Provided passage:
Why you might ask? The question begs... what else are you going to do? How else are you going to get people into space? Relying on Russia's too-small Soyuz system is a non-starter, since it isn't American and since its rough on the crew and recovery. Shuttle will hopefully be on its way out soon after ISS is finished. Putting people on a Shuttle-Derived vehicle Mars Direct style is a bad idea for a variety of reasons (man raiting mainly). And lastly, the supposed ultra-reliable hypersonic spaceplanes or "son of DC-X" are not going to happen for a long time. Private companies will hardly be getting orbital in this time frame.
Since it will be a long time before Hyper-X/NASP style planes become viable and its unlikly DC-X will be revisited or reach that reliability mark, we are stuck with the technology that we have today more-or-less of 1960's style rockets for our "next" manned ship. The very concept of putting people and cargo together is a great way to make your rocket unessesarrily heavy and expensive, like Shuttle turned out to be. Making a 20-ton-payload rocket to launch and recover one ton of human payload is rediculus, since 100% of that massive rocket should be >99% reliable and recoverable for that 5% of payload. This is probably the cheif reason, above and beyond any other, that the Shuttle design is a dismal failure. The Saturn-V system is a great way to beat Communists to the Moon, but is a horrible way to get people in and out of orbit.

Data segment:
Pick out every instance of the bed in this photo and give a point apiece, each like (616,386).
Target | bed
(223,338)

Your objective:
Continue the passage about launching people into space, starting right after its final sentence. The listing has nothing to do with the passage about launching people into space.

Exercise response:
So, since we do need a lifeboat/taxi on ISS in order to fully man it (unless Russia comes up with double the Soyuz flight rate), and we will need a new way in and out of orbit with reuseable Moon/Mars ships, a small and reuseable space taxi makes sense. Somthing like the HL-20 or DynaSoar that keep getting proposed and shelved in favor of quicker (Saturn) or bigger (Shuttle) systems, and hold a gun to Nasa's head to do it right. The only real reuseable alternative is to end manned space flight after Shuttle until Nasa's third-generation Hyper-X/NASP space plane becomes mature.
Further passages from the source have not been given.